> [Given passage]:

——

Tuesday, May 28, 2024


THE STORY – Agnes, the pioneering, pseudonymized transgender woman who participated in Harold Garfinkel’s gender health research at UCLA in the 1960s, has long stood as a figurehead of trans history. In this rigorous cinematic exercise that blends fiction and nonfiction, director Chase Joynt explores where and how her platform has become a pigeonhole.​

THE CAST – Zackary Drucker, Angelica Ross, Jen Richards, Max Wolf Valerio, Silas Howard & Stephen Ira

THE TEAM – Chase Joynt (Director/Writer) & Morgan M. Page (Writer)​


​By Cody Dericks

With documentary filmmaking, how the story is told is just as important to the success of the film as to how engaging the subject itself is, if not more. “Framing Agnes,” the new documentary from Chase Joynt, blows open what are already becoming typified mainstream talking points of transgender culture and identity through an atypical structure and format that even manages to comment on the film’s deconstructivist perspective subtly. It is a challenging film that expects its audience to sit up with their brains fully activated the entire time; for those watching who are tuned into its wavelength, the intellectual rewards are plenty.

The clever central concept for the film revolves around a scripted talk show in the style of 1950s programs, such as “The Mike Wallace Interview.” The dialogue for these staged conversations, led by the director, comes from a series of interviews of trans individuals, which Harold Garfinkel of UCLA conducted over half a century ago. Notably, these files were hidden away in a file cabinet that had been rusted shut by time, requiring the filmmakers to pry open history quite literally in order to find what they were looking for. Standing in for the folks being interviewed are a host of talented actors. The film peppers snippets of these conversations throughout, accurately portrayed with period-appropriate costumes and shot in black-and-white, while also showing testimonials from the trans actors and gender identity experts wherein the themes and topics of the archival transcripts are fleshed out and given further context.

The film’s format takes a bit of getting used to. It quickly jumps into the talk show conversations without much explanation and spends nearly as much time discussing the project of the film and the interviews as showing the interviews themselves, which can make it a bit tricky to find a solid foundation upon which to base the focus of the film. However, once it settles into this atypical structure, it manages to achieve the magic trick of saying something about the content of the film itself. When so many of the discussions depicted, both from the past and the present day, revolve around the idea of looking at and challenging what is viewed by many as the expected norm, such a refreshingly unconventional filmmaking approach works perfectly.

——

> [Brief 1]:
Update the film review by copying it out from the words "With documentary filmmaking, how" and stopping after "rewards are plenty.", with "challenging" changed to "demanding".
> [Brief 2]:
Write the next part of the film review, picking up after its final sentence.

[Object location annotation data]
——

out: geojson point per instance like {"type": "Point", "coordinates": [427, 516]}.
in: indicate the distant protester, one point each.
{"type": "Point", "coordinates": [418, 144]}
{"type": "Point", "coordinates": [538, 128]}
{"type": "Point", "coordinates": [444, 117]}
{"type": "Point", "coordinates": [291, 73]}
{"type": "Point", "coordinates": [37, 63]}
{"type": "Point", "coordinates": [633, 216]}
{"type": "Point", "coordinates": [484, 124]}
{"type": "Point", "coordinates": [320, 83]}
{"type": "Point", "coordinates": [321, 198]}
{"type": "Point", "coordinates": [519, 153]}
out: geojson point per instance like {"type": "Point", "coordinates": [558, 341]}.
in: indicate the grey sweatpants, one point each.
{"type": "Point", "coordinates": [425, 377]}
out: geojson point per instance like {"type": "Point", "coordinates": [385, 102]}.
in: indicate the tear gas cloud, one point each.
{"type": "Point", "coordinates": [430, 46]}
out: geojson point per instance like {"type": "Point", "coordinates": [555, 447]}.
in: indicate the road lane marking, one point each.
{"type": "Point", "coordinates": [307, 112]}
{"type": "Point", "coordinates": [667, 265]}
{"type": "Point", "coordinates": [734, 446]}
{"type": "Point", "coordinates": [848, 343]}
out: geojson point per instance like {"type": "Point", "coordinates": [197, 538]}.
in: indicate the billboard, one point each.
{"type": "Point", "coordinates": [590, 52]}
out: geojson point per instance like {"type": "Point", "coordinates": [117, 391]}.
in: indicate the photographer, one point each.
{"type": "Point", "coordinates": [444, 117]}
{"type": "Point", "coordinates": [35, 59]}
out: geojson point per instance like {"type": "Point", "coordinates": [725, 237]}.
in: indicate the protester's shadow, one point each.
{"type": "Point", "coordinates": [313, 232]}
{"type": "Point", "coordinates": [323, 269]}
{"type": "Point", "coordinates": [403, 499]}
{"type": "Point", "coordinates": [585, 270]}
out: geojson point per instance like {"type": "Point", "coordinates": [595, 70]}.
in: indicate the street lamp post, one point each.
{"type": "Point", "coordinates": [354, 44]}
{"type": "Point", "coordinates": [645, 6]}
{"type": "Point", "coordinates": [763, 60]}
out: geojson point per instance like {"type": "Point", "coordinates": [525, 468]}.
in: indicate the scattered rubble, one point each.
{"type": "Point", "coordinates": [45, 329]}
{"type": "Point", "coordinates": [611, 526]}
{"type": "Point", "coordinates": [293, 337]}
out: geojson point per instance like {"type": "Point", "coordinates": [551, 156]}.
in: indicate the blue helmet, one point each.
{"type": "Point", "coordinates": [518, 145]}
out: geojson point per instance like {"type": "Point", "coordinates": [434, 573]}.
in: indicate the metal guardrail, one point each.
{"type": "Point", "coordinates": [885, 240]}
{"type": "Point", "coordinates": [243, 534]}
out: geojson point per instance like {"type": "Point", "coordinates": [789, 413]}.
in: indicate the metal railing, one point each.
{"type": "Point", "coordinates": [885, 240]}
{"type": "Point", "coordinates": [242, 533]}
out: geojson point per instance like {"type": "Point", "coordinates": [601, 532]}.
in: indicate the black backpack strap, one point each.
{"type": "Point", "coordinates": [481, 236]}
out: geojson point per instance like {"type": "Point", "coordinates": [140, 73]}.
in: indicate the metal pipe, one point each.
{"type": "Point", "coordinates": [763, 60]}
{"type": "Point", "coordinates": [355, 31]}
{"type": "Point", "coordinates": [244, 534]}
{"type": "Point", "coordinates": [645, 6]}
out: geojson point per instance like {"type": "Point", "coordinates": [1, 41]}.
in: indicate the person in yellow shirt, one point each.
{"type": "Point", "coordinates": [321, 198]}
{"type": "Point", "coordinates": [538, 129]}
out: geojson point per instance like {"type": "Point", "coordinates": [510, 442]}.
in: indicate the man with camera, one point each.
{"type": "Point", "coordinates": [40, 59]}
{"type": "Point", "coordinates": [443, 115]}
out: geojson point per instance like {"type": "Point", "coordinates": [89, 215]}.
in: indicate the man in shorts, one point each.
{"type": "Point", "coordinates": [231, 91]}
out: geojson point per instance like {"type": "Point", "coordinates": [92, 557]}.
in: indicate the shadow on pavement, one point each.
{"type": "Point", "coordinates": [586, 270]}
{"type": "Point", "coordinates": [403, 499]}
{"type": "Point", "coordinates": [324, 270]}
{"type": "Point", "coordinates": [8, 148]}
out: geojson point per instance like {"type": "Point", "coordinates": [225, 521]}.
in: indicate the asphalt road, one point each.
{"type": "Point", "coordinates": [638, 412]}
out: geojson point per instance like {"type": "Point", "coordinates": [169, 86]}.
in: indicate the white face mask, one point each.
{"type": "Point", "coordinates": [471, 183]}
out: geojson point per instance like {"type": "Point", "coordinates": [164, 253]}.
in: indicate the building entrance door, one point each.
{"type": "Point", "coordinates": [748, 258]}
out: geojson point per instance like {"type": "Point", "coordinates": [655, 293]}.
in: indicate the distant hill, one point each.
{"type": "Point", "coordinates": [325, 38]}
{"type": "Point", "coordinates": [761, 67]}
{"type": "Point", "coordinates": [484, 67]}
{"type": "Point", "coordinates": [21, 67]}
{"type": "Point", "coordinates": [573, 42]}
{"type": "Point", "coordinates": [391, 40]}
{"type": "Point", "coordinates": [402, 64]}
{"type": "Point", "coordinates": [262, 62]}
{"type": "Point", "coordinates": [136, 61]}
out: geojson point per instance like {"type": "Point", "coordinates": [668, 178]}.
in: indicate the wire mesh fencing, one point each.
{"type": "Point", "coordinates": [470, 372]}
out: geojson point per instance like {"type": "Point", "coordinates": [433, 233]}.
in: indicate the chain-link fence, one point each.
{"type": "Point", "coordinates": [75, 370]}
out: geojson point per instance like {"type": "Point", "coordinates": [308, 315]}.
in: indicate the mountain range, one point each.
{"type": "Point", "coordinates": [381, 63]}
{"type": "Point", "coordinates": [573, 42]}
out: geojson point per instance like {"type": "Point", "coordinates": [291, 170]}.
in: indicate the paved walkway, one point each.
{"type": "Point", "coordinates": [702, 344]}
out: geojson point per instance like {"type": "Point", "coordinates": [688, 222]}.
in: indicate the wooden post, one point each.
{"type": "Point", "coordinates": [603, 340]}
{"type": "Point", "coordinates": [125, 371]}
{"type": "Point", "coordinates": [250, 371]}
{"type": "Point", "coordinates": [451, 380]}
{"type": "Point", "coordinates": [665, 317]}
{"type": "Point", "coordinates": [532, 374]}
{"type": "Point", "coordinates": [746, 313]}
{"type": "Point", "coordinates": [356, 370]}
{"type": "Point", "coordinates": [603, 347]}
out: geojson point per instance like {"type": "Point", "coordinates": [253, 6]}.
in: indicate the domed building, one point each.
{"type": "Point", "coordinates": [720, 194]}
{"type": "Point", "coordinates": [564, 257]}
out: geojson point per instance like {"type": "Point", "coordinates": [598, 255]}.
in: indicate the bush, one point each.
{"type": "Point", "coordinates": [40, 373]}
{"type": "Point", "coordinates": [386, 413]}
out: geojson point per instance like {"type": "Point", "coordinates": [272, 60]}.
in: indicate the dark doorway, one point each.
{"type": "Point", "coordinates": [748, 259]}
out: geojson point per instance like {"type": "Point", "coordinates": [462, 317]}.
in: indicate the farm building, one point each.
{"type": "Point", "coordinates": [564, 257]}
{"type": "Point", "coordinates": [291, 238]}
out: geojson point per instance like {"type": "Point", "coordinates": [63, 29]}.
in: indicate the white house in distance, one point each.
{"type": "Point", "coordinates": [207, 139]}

——

> [Expected answer 1]:
With documentary filmmaking, how the story is told is just as important to the success of the film as to how engaging the subject itself is, if not more. “Framing Agnes,” the new documentary from Chase Joynt, blows open what are already becoming typified mainstream talking points of transgender culture and identity through an atypical structure and format that even manages to comment on the film’s deconstructivist perspective subtly. It is a demanding film that expects its audience to sit up with their brains fully activated the entire time; for those watching who are tuned into its wavelength, the intellectual rewards are plenty.

> [Expected answer 2]:
There is something about listening to intelligent people speak in a highly intellectual manner that can make the listeners feel smarter by mere proximity. The speakers in “Framing Agnes” do just that. These experts lay out their opinions and discoveries with incredible focus and clarity, making many astute points and relaying personal observations that bring an individualistic touch to the theories and findings on gender being discussed. To put it simply, several points are made.

One of the more enlightening aspects of this documentary is the way that the past and the present are linked together. Obviously, much of the terminology and questions asked in Garfinkel’s transcripts are unbelievably dated. Still, the interviewees of the past lay them out with clarity, similar answers, and talking points that those commenting on current topics in the film touch upon. Many moments stand out as feeling refreshingly timely, such as when an excerpt from the memoir of a trans man going by the pseudonym of Harry is read; the ideas he has and the ways in which he expresses them, even in the short section read, shows that aspects of present-day gender discussion are not as new as many would like to believe. Similarly, the case of a Black trans woman going by the name of Georgia (brought to vibrant life by a fantastic Angelica Ross in the talk show segments) makes clear that modern-day discussions of intersectional rights and the dangers and unique struggles faced by trans people of color have been a vital issue going quite a way back.

“Framing Agnes” packs a lot of commentary and reflection into a short 75-minute runtime. And while it’s relatively academic in both the types of topics covered and how they are discussed, it still manages to highlight the personal joys and positive life experiences of the individuals featured, both those from yesterday and today.


THE GOOD – Highly intelligent in both the topics covered and how they are discussed, this documentary compares trans and gender conversations of the past and the present, finding contrasts in how such subjects are discussed and surprising similarities in both the lives and the feelings of the folks being interviewed.

THE BAD – The unconventional structure can take some getting used to, but in a meta sense, it eventually gives surprising additional layers of meaning to the film’s deconstructivist perspective.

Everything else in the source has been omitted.